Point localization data
*** Block opens ***

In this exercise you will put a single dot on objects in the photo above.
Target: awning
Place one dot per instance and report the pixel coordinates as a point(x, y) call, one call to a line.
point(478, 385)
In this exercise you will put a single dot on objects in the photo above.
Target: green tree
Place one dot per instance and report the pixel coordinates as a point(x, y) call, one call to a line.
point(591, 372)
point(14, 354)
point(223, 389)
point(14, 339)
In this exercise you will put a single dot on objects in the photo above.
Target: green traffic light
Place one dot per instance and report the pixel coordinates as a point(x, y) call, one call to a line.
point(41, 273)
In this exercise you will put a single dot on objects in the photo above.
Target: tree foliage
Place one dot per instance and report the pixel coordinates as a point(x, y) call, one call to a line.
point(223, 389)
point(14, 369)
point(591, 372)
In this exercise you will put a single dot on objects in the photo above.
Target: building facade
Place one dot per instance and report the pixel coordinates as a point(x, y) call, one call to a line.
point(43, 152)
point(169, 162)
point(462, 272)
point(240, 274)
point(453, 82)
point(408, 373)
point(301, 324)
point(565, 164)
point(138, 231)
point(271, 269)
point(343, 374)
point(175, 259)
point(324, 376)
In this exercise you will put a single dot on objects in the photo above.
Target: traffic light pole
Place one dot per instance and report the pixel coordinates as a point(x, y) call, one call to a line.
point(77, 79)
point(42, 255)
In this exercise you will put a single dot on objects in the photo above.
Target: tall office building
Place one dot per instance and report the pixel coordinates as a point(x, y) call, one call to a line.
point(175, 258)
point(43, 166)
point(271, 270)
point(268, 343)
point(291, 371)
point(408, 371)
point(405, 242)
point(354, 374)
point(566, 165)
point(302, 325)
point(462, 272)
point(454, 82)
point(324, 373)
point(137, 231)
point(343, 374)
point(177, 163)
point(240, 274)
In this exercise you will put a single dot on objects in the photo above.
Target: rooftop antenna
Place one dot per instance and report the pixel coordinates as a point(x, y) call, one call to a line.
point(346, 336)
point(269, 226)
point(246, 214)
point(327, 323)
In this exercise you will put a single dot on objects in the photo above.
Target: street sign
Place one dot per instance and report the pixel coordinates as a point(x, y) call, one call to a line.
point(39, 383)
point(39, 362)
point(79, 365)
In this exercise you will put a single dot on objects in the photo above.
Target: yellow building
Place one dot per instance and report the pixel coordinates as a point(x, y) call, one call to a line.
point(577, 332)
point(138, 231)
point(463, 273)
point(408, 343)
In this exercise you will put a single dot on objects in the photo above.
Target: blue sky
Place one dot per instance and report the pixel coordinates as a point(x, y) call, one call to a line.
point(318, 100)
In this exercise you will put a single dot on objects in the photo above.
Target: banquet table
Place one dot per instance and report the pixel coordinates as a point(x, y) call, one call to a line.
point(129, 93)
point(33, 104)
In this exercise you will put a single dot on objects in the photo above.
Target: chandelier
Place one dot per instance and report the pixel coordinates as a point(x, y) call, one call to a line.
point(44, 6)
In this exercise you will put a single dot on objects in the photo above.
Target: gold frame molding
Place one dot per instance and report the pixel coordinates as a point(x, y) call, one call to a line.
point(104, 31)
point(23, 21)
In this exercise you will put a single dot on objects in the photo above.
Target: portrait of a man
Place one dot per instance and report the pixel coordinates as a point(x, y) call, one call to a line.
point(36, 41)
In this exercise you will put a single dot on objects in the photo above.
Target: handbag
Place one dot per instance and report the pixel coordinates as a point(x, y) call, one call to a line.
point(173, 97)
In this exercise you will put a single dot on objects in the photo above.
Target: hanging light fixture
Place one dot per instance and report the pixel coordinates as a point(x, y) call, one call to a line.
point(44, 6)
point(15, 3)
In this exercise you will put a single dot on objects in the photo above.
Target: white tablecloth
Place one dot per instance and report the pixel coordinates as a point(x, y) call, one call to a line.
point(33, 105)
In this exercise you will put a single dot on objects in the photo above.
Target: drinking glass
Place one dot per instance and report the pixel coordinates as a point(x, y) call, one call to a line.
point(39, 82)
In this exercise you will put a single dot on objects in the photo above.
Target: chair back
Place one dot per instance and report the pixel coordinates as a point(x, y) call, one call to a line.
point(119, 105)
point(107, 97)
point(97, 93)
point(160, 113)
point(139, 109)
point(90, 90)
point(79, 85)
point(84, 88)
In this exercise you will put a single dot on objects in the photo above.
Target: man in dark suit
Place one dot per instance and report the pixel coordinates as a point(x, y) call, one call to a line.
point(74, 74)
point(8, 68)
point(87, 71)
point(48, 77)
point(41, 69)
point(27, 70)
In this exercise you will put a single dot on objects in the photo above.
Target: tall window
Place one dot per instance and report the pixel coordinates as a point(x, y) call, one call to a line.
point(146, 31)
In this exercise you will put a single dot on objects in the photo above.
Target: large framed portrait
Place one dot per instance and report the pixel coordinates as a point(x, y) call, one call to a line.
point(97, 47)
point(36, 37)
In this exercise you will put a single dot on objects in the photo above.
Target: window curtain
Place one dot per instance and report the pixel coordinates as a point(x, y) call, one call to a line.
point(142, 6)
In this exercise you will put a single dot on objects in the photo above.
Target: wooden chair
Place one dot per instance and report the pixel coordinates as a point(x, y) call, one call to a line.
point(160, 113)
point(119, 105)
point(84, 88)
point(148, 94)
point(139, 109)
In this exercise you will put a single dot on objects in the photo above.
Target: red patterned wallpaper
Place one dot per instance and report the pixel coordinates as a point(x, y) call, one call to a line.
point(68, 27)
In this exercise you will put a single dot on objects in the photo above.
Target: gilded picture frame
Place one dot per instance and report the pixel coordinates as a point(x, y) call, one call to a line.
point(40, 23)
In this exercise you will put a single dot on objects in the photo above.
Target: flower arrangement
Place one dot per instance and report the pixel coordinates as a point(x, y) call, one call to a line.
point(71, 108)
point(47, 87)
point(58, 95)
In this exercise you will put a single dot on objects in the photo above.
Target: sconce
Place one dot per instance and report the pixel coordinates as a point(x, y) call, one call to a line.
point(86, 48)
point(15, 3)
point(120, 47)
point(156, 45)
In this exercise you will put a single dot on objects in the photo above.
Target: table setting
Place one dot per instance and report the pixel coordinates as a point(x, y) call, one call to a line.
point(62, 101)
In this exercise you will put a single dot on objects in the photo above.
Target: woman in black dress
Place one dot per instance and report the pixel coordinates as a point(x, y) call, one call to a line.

*** Block closes ***

**Task requirements:**
For the records above, state how many lines contain the word "portrait". Give only the number.

**Expected output:**
2